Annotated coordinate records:
* begin *

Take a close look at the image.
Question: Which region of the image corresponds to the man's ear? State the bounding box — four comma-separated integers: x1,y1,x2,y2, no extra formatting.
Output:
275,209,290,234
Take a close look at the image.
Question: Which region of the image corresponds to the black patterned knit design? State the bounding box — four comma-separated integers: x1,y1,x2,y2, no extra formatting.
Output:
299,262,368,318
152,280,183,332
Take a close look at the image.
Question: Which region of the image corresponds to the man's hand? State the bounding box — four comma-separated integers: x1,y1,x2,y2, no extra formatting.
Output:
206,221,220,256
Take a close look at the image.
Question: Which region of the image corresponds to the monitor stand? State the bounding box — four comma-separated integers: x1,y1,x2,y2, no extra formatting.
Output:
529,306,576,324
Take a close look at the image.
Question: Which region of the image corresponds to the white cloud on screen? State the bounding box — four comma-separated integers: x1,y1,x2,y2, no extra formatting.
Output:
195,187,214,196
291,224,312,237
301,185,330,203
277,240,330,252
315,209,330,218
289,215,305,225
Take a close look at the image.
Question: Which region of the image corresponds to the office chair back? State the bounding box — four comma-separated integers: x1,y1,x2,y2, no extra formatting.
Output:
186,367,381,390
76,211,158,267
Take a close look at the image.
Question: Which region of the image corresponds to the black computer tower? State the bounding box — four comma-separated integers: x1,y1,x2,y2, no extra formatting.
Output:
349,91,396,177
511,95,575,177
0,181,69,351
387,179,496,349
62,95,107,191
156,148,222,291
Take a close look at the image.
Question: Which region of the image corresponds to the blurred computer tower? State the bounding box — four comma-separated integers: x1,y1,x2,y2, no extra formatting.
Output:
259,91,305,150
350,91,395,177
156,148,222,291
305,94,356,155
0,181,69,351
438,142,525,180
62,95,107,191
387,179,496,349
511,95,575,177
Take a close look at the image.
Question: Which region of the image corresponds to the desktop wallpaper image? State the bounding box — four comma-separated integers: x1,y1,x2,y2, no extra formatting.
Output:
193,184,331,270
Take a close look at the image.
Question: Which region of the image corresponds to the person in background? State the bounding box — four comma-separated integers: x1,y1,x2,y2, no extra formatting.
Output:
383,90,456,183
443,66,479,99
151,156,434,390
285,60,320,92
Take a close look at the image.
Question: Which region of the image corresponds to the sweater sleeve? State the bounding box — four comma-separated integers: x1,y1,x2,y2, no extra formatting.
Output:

* end *

Report every line of the material above that contains the string "computer", matching case exactly.

• _OUTPUT FOR THIS TASK_:
Question: Which region of the image corresponds to the black computer tower? State the bounding box — four comma-separated integers: x1,y1,x2,y2, no extra formatting.
Question: Which region of the image corresponds to the blurred computer tower? State the bounding box — four comma-separated integers: x1,y1,x2,y2, no extra formatting.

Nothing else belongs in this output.